Hive Warehouse Connector write modes

Learn about the supported Hive Warehouse Connector (HWC) write modes and their advantages, requirements, and limitations.

Hive Warehouse Connector write modes supported by Cloudera Data Engineering

HWC provides the following write methods, each suited for different scenarios:

HIVE_WAREHOUSE_CONNECTOR
DATAFRAME_TO_STREAM
STREAM_TO_STREAM

HIVE_WAREHOUSE_CONNECTOR

HWC requires the connection to HiveServer (HS2) to perform batch writes from Cloudera Data Engineering Spark sessions and jobs to Hive. HWC writes to an intermediate location as defined by the value of the spark.datasource.hive.warehouse.load.staging.dir configuration. This configuration is included in the Cloudera Data Engineering job or session configuration.

SET TASKS:
**A)** List every write method that the Hive Warehouse Connector text names.
**B)** Return the stretch of the Hive Warehouse Connector text from "HWC provides the" through "or session configuration.".
**C)** Rewrite the paragraph in the Hive Warehouse Connector text that begins "HWC requires the connection" as a short bulleted list, keeping its main facts.
The entries are separate material and have no connection to the Hive Warehouse Connector text.

INFORMATION PROVIDED:

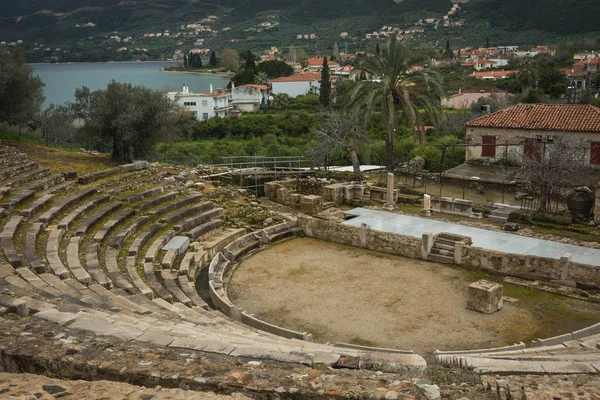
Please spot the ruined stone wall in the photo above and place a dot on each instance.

==

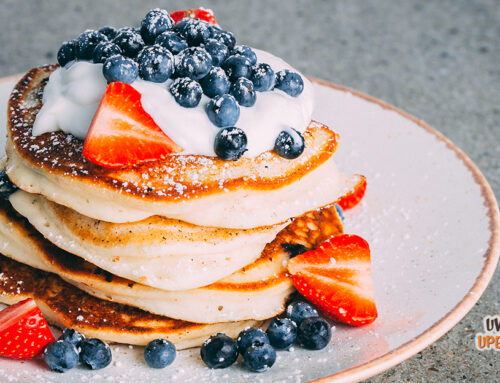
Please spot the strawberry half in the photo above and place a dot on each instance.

RESPONSES TO THE EXERCISE:
**A)**
HIVE_WAREHOUSE_CONNECTOR
DATAFRAME_TO_STREAM
STREAM_TO_STREAM

**B)**
HWC provides the following write methods, each suited for different scenarios:

HIVE_WAREHOUSE_CONNECTOR
DATAFRAME_TO_STREAM
STREAM_TO_STREAM

HIVE_WAREHOUSE_CONNECTOR

HWC requires the connection to HiveServer (HS2) to perform batch writes from Cloudera Data Engineering Spark sessions and jobs to Hive. HWC writes to an intermediate location as defined by the value of the spark.datasource.hive.warehouse.load.staging.dir configuration. This configuration is included in the Cloudera Data Engineering job or session configuration.

**C)**
- HWC needs a connection to HiveServer (HS2) to run batch writes to Hive from Cloudera Data Engineering Spark sessions and jobs.
- It writes to an intermediate location set by the spark.datasource.hive.warehouse.load.staging.dir configuration.
- This configuration is part of the Cloudera Data Engineering job or session configuration.